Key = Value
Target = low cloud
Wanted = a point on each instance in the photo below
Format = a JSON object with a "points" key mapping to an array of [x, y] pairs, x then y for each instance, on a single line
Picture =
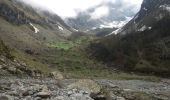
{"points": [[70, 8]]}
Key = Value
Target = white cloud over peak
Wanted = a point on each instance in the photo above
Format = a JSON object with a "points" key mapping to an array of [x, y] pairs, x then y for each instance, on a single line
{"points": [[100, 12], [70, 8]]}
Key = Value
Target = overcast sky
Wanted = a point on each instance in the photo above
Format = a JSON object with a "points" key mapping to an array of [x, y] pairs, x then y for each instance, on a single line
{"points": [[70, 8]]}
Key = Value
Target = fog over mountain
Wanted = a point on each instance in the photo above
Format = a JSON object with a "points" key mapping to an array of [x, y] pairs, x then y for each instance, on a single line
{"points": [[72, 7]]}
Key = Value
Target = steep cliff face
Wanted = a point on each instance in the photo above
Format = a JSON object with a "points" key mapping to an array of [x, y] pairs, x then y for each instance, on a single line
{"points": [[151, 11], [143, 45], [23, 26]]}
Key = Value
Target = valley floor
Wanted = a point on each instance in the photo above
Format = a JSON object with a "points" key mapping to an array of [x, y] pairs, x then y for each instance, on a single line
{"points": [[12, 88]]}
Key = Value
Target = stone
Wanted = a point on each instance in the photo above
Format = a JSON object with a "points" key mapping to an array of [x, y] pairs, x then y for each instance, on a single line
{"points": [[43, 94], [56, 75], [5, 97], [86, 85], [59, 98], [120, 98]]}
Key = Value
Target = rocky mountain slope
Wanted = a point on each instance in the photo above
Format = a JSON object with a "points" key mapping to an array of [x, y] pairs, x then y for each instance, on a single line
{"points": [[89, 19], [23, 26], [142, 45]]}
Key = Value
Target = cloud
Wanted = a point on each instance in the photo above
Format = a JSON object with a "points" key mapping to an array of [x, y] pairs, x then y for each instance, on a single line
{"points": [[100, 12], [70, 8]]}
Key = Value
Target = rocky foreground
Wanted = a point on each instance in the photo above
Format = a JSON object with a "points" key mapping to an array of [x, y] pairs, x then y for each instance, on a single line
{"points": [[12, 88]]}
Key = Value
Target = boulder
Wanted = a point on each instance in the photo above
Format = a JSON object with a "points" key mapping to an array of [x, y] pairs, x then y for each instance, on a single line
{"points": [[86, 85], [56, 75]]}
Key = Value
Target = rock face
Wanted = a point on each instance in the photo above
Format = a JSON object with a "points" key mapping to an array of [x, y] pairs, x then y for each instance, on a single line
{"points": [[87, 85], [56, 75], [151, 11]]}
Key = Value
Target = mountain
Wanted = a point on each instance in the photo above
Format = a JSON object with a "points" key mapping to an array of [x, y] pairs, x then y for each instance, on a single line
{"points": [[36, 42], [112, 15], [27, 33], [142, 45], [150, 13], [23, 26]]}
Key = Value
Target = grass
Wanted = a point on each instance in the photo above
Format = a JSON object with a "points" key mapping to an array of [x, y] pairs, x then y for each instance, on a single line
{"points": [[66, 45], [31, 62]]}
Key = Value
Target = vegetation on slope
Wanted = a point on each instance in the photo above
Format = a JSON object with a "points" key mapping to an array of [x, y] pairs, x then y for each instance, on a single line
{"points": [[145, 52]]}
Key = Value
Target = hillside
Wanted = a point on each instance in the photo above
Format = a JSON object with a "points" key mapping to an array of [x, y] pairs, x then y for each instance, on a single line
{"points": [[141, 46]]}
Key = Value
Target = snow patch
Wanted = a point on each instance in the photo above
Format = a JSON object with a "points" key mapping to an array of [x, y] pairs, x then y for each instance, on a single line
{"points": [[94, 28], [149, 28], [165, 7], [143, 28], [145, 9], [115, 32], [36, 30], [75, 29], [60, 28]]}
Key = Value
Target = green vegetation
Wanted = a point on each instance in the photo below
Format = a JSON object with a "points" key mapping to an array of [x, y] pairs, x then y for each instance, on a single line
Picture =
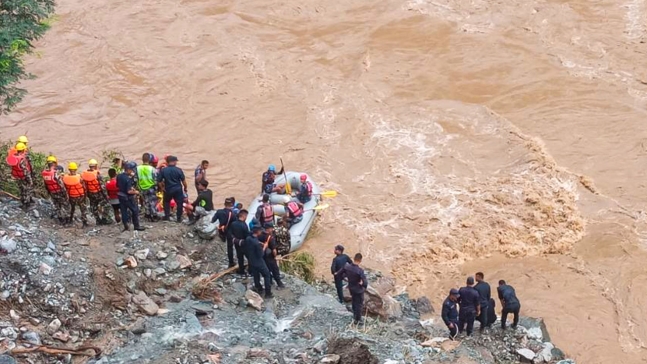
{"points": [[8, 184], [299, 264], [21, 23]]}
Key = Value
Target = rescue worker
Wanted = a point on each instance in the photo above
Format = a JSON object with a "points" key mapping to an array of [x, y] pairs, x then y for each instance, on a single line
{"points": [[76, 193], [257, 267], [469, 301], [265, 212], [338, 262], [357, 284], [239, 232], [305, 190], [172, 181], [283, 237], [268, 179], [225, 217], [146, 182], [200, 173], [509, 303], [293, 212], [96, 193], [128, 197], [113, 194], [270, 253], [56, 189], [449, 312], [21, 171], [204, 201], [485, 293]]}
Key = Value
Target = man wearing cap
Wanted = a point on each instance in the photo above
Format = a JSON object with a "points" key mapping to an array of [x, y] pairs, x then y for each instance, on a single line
──────────────────────────────
### What to produce
Show all lines from the data that contain "rocky".

### Response to the exercise
Target = rocky mountain slope
Target = rocky foreground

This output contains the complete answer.